§ Stored data entries:
################
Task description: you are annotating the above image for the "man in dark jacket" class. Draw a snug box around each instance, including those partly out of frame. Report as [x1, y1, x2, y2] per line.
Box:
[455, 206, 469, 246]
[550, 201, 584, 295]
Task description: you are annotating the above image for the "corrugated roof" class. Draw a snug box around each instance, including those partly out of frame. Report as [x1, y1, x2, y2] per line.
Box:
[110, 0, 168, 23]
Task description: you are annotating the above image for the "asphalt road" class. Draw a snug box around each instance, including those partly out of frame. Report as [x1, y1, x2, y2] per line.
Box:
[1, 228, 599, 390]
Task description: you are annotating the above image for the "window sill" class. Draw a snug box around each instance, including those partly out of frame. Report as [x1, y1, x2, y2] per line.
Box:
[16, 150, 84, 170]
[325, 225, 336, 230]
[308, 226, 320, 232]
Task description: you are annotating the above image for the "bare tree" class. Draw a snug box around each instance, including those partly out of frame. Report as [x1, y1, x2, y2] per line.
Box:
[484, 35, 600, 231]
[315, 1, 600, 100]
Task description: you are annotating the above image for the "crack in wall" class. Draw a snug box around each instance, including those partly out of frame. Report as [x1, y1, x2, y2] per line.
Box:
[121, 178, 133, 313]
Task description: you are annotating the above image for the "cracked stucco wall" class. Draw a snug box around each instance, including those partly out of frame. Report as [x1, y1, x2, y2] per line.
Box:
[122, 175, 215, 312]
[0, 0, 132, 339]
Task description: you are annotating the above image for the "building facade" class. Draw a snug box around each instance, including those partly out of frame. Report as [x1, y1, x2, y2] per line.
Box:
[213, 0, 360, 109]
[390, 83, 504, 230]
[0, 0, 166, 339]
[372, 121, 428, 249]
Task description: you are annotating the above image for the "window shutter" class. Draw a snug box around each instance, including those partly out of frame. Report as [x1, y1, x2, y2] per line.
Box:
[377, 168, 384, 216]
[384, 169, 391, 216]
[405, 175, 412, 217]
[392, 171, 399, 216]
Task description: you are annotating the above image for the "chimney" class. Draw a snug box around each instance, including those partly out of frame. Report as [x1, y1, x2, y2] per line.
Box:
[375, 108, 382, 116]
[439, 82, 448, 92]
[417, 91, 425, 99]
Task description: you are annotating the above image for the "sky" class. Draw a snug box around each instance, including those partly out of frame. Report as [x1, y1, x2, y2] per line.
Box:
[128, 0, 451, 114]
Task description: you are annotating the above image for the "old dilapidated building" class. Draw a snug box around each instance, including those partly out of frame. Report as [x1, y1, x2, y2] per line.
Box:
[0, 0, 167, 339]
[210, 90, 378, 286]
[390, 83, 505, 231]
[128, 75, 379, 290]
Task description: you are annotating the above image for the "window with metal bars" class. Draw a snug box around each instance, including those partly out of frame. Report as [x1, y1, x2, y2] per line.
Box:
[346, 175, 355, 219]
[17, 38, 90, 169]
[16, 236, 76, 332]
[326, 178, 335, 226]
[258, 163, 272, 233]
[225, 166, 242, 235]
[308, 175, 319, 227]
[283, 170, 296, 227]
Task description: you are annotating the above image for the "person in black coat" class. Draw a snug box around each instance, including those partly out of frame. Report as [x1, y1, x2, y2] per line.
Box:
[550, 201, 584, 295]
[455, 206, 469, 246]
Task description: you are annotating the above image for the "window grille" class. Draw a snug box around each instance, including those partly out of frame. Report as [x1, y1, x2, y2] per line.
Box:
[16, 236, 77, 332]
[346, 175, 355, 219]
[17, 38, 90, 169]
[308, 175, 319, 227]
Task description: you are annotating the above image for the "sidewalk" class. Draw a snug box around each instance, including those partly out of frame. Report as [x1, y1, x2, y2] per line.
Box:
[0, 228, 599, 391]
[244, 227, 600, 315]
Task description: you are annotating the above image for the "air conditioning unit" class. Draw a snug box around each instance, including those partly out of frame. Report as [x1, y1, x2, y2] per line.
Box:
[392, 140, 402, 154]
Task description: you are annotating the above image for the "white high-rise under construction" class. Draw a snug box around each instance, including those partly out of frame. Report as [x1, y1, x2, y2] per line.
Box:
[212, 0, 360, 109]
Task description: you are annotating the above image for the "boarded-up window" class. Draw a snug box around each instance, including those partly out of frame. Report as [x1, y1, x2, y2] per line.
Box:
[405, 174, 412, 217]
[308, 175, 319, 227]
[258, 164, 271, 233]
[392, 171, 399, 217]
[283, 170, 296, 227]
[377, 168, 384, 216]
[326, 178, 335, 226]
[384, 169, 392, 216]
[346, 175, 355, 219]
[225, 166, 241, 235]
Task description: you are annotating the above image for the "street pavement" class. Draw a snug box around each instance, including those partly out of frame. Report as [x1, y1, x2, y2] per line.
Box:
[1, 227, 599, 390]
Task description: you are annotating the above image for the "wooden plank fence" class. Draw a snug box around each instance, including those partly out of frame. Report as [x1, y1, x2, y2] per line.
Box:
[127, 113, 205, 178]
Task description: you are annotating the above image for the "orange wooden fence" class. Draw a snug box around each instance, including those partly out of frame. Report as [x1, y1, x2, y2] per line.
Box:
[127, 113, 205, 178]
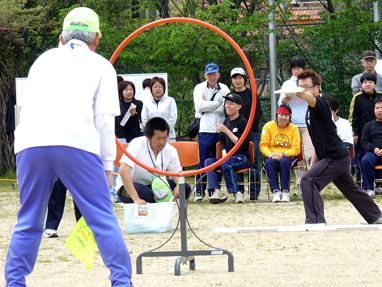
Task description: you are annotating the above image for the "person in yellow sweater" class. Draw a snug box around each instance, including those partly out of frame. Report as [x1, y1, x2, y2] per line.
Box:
[260, 104, 301, 202]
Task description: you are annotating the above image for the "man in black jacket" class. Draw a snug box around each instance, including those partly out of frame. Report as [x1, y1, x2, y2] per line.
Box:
[360, 97, 382, 198]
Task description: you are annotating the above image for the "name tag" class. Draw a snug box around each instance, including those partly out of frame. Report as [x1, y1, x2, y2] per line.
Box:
[233, 128, 238, 133]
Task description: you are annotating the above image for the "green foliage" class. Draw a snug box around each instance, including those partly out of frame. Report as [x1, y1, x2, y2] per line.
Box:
[1, 0, 382, 157]
[295, 0, 382, 116]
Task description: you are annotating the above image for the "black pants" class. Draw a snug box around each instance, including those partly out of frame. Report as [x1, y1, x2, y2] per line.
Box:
[301, 155, 381, 224]
[45, 178, 82, 230]
[118, 179, 192, 203]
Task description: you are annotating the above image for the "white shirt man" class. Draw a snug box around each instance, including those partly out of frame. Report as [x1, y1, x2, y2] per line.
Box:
[5, 7, 132, 286]
[116, 137, 181, 188]
[192, 63, 230, 202]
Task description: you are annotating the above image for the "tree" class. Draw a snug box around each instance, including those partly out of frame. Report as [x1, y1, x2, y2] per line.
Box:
[278, 0, 382, 115]
[1, 0, 381, 172]
[0, 0, 46, 174]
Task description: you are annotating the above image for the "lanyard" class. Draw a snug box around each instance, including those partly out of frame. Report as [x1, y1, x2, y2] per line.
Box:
[147, 142, 164, 171]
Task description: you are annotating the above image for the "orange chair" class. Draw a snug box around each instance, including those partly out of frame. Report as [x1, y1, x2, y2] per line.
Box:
[170, 141, 200, 190]
[374, 166, 382, 193]
[349, 144, 355, 160]
[170, 141, 200, 168]
[114, 143, 129, 173]
[215, 141, 255, 194]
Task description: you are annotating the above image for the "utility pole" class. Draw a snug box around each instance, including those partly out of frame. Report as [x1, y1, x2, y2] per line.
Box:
[269, 0, 277, 119]
[373, 1, 381, 59]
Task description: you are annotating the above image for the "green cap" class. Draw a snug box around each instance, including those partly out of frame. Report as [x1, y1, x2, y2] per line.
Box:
[62, 7, 101, 36]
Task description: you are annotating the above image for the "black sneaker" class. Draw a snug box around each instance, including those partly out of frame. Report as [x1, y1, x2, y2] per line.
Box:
[194, 190, 204, 203]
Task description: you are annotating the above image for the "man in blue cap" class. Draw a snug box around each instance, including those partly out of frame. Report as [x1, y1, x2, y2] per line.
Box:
[4, 7, 132, 286]
[192, 63, 230, 202]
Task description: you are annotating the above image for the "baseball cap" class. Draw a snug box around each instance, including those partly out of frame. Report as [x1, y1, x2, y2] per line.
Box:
[230, 67, 247, 78]
[204, 63, 220, 74]
[63, 7, 101, 37]
[224, 93, 242, 105]
[362, 50, 377, 60]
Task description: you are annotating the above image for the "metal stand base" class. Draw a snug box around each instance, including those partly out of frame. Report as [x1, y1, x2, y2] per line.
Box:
[135, 177, 234, 276]
[137, 249, 234, 276]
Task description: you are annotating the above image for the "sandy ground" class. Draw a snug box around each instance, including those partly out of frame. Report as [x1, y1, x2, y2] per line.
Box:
[1, 185, 382, 287]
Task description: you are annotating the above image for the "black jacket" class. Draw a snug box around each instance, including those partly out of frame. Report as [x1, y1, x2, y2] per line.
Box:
[349, 90, 382, 137]
[115, 98, 143, 142]
[361, 120, 382, 152]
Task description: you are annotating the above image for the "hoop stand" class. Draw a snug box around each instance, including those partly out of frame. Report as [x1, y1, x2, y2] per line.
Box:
[136, 176, 234, 276]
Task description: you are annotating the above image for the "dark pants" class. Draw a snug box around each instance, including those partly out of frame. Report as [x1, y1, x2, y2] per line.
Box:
[196, 132, 219, 195]
[45, 178, 82, 230]
[205, 154, 249, 194]
[301, 155, 381, 224]
[360, 152, 382, 190]
[118, 179, 192, 203]
[264, 157, 296, 192]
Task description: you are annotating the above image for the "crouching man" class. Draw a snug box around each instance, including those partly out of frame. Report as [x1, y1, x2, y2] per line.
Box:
[116, 117, 191, 203]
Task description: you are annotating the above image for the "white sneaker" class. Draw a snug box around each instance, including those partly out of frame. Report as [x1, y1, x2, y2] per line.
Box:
[281, 191, 290, 202]
[366, 189, 376, 199]
[235, 192, 245, 203]
[272, 190, 282, 203]
[375, 187, 382, 195]
[43, 229, 58, 238]
[209, 190, 228, 204]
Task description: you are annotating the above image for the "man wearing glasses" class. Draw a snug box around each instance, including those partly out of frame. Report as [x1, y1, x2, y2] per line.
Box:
[296, 69, 382, 225]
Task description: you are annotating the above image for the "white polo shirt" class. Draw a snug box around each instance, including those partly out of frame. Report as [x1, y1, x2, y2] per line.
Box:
[335, 117, 354, 145]
[115, 136, 181, 189]
[14, 39, 120, 170]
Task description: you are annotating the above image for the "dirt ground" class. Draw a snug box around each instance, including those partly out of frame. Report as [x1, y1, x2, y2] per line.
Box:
[1, 185, 382, 287]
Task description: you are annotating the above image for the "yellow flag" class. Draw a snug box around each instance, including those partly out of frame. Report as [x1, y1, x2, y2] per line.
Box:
[64, 217, 97, 269]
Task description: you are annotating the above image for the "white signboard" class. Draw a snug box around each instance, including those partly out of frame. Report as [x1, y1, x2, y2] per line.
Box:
[15, 73, 168, 127]
[15, 77, 28, 106]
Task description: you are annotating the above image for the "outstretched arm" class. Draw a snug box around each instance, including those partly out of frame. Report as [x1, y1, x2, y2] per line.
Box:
[296, 90, 316, 108]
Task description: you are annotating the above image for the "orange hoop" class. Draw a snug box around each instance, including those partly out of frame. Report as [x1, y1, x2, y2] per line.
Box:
[110, 17, 257, 177]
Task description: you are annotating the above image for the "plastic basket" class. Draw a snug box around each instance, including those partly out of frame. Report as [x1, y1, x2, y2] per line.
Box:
[122, 202, 178, 234]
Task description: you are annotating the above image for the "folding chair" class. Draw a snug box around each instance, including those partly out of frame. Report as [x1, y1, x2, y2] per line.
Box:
[113, 143, 129, 183]
[364, 144, 382, 196]
[349, 144, 355, 160]
[215, 141, 255, 195]
[374, 165, 382, 195]
[170, 141, 199, 168]
[111, 143, 129, 202]
[170, 141, 200, 190]
[114, 143, 129, 169]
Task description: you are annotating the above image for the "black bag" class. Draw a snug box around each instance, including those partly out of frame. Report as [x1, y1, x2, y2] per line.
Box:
[187, 118, 200, 139]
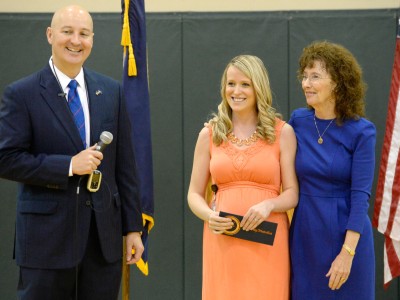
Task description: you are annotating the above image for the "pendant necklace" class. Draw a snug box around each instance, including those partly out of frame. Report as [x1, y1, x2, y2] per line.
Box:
[313, 114, 334, 144]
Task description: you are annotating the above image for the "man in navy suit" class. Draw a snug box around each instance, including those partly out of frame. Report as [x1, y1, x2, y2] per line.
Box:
[0, 5, 144, 299]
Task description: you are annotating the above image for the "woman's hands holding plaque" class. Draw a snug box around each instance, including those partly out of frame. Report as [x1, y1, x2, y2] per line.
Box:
[241, 200, 274, 231]
[208, 211, 234, 234]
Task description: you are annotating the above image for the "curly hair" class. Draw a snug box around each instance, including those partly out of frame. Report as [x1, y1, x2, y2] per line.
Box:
[209, 55, 281, 146]
[298, 41, 366, 123]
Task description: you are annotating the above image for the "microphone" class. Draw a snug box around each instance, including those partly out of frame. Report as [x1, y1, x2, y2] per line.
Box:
[95, 131, 113, 152]
[87, 131, 113, 192]
[58, 92, 67, 97]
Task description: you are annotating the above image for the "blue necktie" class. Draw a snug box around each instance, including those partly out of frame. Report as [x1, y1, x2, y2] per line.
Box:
[68, 80, 86, 148]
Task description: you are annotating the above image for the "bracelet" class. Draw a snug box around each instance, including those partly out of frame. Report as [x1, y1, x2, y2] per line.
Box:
[342, 243, 355, 256]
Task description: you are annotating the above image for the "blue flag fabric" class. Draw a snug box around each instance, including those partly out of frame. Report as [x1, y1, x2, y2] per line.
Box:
[121, 0, 154, 276]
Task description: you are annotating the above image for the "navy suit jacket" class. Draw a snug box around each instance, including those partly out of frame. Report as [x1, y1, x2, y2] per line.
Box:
[0, 64, 143, 269]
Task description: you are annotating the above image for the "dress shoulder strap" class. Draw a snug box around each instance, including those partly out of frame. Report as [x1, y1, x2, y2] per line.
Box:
[208, 126, 213, 155]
################
§ What is being asked:
Find the word "green" in the entries, and copy every line it shows up in.

§ Expected answer:
Task description: you are annotating the above image for the "green foliage" class. Draw a snug box around each instance, including those partly out of frame. Report as [x1, y1, x2, y2] per line.
Task description: you are annotating the above image for the "green cap" class. Draw a snug box around each instance, including those partly out of frame. Report as [x1, y1, x2, y2] per line.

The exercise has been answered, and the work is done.